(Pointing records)

(begin)

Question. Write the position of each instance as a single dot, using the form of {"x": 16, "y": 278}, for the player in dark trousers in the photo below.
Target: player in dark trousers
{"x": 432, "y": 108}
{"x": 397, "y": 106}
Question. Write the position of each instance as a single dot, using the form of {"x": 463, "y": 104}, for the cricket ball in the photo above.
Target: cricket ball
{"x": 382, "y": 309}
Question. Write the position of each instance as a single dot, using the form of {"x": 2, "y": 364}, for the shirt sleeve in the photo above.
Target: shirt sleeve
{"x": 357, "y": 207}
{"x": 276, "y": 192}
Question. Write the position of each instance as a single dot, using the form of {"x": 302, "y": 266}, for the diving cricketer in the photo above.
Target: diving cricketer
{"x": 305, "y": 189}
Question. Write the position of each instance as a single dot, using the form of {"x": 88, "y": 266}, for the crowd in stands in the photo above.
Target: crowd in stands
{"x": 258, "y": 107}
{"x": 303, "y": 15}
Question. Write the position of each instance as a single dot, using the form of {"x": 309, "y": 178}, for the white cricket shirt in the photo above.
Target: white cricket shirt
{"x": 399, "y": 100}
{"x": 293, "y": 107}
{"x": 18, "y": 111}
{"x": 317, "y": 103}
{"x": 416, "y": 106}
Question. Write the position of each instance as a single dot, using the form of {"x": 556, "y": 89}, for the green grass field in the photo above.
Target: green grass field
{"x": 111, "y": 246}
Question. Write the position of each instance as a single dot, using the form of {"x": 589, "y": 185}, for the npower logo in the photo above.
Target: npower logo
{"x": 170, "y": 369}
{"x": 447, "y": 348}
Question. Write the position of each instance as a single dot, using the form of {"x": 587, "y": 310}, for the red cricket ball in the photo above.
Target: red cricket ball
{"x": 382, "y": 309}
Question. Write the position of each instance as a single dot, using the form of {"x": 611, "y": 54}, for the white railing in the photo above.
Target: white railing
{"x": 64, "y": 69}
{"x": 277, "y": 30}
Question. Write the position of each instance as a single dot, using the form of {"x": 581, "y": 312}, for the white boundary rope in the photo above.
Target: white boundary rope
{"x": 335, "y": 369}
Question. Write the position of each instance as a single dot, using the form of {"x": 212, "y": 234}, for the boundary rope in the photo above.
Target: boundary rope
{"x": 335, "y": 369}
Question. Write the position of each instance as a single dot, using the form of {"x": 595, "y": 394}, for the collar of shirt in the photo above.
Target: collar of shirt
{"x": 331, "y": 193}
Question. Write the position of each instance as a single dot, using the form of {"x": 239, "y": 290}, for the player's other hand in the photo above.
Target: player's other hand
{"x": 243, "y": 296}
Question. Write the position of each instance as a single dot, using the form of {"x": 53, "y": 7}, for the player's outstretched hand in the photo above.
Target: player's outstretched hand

(end)

Retype every one of the pointing records above, line for line, with nothing changed.

Full answer:
Question. Write the position of each instance as a single dot, using the form of {"x": 16, "y": 278}, for the player in dark trousers in the photo below.
Target: player in dark trousers
{"x": 432, "y": 108}
{"x": 397, "y": 106}
Question. Write the position of each instance as a single dot, using the form of {"x": 463, "y": 104}, for the cricket ball in the photo above.
Target: cricket ball
{"x": 382, "y": 309}
Question. Write the position of each instance as a single dot, using the form of {"x": 2, "y": 364}, for the shirt sleeve in the photo above.
Target: shirt sleeve
{"x": 357, "y": 207}
{"x": 276, "y": 192}
Question. Write the position of each instance as a single dot, using the form of {"x": 302, "y": 266}, for the diving cricketer in the photo above.
Target: diving cricketer
{"x": 305, "y": 189}
Question. Write the position of each instance as a single dot, using the form of {"x": 88, "y": 266}, for the crowd in stands in the photo above.
Target: crowd in stands
{"x": 258, "y": 107}
{"x": 303, "y": 15}
Question. Write the position of each instance as a single dot, using the form of {"x": 309, "y": 178}, for the white cricket shirt in the photo above.
Target: white cricket shirt
{"x": 399, "y": 100}
{"x": 293, "y": 107}
{"x": 18, "y": 111}
{"x": 317, "y": 103}
{"x": 416, "y": 106}
Question. Write the position of each instance as a single dot, using the form of {"x": 556, "y": 89}, for the green grass field in the photo above.
Target: green grass field
{"x": 111, "y": 246}
Question. Write the position of each instance as a single dot, using the form of {"x": 589, "y": 185}, for the npower logo in the photo above.
Target: npower logo
{"x": 170, "y": 369}
{"x": 447, "y": 348}
Question. Write the position of each instance as a single dot, using the form of {"x": 587, "y": 310}, for the red cricket ball in the photo above.
Target: red cricket ball
{"x": 382, "y": 309}
Question. Write the position of each instance as a single dot, using the form of {"x": 611, "y": 54}, for the white railing in the photo above.
Target: white railing
{"x": 64, "y": 69}
{"x": 277, "y": 30}
Question. Write the position of each instance as a single dot, using the form of {"x": 581, "y": 312}, for the white boundary rope in the photo above.
Target: white boundary rope
{"x": 335, "y": 369}
Question. Write the position of each instance as a single dot, using the form of {"x": 212, "y": 234}, for the boundary rope in the photo above.
Target: boundary rope
{"x": 335, "y": 369}
Question. Write the position of each instance as a single dot, using the form of {"x": 595, "y": 394}, for the collar of shirt in the photo above.
Target: collar of shirt
{"x": 331, "y": 193}
Question. Write the position of each instance as a single dot, using the form of {"x": 239, "y": 290}, for the player's other hand in the photo above.
Target: player's other hand
{"x": 243, "y": 296}
Question. Write the position of each instance as a single dot, using the form of {"x": 53, "y": 7}, for the player's outstretched hand in the photo above.
Target: player's outstretched hand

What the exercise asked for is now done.